• [Texto seleccionado]:
La eventual compra de las operaciones de Repsol en las que el Gobierno invertiría un total de US$2.000 millones supone una serie de graves problemas –económicos, constitucionales, políticos– que se están señalando con bastante amplitud. También supone, sin embargo, un problema de simple y bien blindada frescura que tendría que merecer un poco más de atención. Porque –hay que tenerlo muy presente– la decisión de nuestro Estado de invertir US$2.000 millones de los contribuyentes para apostar a los negocios de la refinería, los grifos y el envasado de GLP, con el gigantesco reto de eficiencia gerencial que ello implica, no ocurre en el vacío. Ocurre más bien en la cara del clamoroso fracaso que hasta hoy caracteriza a este mismo Estado en el cumplimiento de las funciones que sí le son esenciales. Por ejemplo, la educación y la salud de quienes tienen escasos recursos, y la infraestructura y la seguridad de todos.

• [Filas proporcionadas]:
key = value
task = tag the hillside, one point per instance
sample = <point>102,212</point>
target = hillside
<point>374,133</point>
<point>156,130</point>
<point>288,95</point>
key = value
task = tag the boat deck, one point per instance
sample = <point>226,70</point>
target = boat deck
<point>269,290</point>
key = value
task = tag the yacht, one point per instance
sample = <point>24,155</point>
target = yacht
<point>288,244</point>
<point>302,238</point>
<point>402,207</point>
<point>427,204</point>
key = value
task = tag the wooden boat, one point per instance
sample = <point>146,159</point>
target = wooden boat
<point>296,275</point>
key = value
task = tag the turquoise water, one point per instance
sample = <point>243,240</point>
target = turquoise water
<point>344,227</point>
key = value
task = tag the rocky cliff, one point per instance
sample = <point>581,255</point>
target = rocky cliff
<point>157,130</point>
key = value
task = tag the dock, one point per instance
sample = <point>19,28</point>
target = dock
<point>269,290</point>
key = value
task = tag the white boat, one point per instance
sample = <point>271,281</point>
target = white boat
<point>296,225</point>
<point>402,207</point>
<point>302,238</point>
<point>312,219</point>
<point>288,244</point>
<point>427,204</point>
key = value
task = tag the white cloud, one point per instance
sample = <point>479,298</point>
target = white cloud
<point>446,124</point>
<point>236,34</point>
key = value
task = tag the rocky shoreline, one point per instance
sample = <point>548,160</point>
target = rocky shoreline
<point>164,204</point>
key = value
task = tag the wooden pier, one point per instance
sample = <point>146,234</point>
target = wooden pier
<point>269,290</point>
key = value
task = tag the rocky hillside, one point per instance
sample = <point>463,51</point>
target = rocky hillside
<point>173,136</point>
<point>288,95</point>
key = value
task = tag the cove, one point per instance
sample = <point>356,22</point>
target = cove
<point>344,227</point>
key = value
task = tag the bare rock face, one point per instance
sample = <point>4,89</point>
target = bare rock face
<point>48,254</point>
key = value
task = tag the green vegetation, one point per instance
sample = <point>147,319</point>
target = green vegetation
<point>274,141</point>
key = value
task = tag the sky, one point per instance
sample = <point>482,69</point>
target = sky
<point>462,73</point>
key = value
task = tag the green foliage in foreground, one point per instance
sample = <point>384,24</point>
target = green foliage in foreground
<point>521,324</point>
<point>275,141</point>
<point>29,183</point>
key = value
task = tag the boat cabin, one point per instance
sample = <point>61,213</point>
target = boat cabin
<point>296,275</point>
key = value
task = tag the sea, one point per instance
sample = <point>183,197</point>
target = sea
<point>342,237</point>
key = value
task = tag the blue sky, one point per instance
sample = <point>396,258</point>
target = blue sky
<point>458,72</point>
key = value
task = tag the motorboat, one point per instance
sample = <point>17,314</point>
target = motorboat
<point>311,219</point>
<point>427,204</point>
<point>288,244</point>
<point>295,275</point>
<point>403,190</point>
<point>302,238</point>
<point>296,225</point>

• [Tus tareas]:
A: Responde estas preguntas según el texto sobre la compra de Repsol:
(i) ¿Cuánto dinero invertiría el Gobierno en la operación?
(ii) ¿Qué tres clases de problemas graves se señalan?
(iii) ¿En qué negocios apostaría el Estado?
B: Enumera todas las funciones esenciales del Estado que el texto sobre la compra de Repsol cita como ejemplo.
Las filas no intervienen en este ejercicio.

• [Respuestas del ejercicio]:
A:
(i) Un total de US$2.000 millones.
(ii) Económicos, constitucionales y políticos.
(iii) La refinería, los grifos y el envasado de GLP.

B:
- La educación de quienes tienen escasos recursos
- La salud de quienes tienen escasos recursos
- La infraestructura
- La seguridad de todos